### Zeilen aus einer Sammlung:
● ● ● ●

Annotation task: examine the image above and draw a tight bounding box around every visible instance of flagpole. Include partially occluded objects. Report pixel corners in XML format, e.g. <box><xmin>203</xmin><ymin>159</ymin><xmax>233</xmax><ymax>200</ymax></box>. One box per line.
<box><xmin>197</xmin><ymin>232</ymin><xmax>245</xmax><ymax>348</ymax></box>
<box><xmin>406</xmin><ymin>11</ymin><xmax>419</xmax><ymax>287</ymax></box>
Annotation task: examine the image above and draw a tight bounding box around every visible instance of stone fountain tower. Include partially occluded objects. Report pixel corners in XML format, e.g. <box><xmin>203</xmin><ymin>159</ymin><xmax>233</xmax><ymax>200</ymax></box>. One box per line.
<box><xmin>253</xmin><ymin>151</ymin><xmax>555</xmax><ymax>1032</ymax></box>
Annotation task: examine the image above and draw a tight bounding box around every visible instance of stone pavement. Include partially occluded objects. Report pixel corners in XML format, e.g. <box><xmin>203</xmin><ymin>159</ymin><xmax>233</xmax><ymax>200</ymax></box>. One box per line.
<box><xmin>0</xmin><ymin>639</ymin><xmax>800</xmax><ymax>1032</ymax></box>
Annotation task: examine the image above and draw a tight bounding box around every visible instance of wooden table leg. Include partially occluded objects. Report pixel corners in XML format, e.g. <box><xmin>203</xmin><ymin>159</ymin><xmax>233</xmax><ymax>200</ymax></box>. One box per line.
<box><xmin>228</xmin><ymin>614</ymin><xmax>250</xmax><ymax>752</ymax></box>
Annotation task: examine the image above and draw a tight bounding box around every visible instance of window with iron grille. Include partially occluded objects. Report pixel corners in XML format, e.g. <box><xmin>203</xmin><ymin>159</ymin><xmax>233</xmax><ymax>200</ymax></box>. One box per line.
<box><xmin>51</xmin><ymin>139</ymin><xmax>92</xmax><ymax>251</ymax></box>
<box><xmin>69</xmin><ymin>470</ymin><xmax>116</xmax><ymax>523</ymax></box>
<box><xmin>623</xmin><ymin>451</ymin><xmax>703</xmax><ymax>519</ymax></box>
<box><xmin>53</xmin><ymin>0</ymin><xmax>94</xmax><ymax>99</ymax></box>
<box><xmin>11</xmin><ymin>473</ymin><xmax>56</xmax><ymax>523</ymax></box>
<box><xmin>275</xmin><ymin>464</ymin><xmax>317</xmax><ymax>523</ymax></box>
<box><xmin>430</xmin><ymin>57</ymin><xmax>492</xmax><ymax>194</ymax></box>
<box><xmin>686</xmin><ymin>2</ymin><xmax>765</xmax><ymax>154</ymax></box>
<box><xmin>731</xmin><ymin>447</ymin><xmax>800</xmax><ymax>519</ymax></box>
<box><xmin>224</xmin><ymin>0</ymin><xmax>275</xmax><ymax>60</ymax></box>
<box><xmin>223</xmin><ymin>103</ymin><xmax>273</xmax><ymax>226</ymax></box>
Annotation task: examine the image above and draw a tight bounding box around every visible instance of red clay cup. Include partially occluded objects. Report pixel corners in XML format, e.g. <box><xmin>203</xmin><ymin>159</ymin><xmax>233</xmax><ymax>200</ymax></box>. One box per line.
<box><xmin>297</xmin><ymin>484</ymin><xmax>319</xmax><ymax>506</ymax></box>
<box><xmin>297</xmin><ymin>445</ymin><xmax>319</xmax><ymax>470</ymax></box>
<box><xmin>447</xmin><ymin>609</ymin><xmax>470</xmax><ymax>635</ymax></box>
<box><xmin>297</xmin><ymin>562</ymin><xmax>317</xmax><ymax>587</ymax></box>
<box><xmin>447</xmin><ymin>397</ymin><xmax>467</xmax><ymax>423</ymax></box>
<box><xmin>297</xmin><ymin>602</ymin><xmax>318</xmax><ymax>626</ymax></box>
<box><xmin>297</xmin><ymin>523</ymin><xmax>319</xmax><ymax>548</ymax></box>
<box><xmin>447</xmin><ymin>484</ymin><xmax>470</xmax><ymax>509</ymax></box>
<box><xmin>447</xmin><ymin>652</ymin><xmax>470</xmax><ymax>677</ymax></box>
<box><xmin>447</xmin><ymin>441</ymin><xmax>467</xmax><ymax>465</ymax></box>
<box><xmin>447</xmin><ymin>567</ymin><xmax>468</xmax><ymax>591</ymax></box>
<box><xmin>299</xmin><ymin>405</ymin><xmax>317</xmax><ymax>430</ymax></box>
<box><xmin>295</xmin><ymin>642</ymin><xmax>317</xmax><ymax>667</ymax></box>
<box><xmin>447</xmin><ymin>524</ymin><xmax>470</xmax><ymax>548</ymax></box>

● ● ● ●

Ermitteln Sie, in wie vielen der obigen Zeilen die Zeichenfolge „stone“ vorkommt, und nennen Sie ausschließlich die Zahl.

2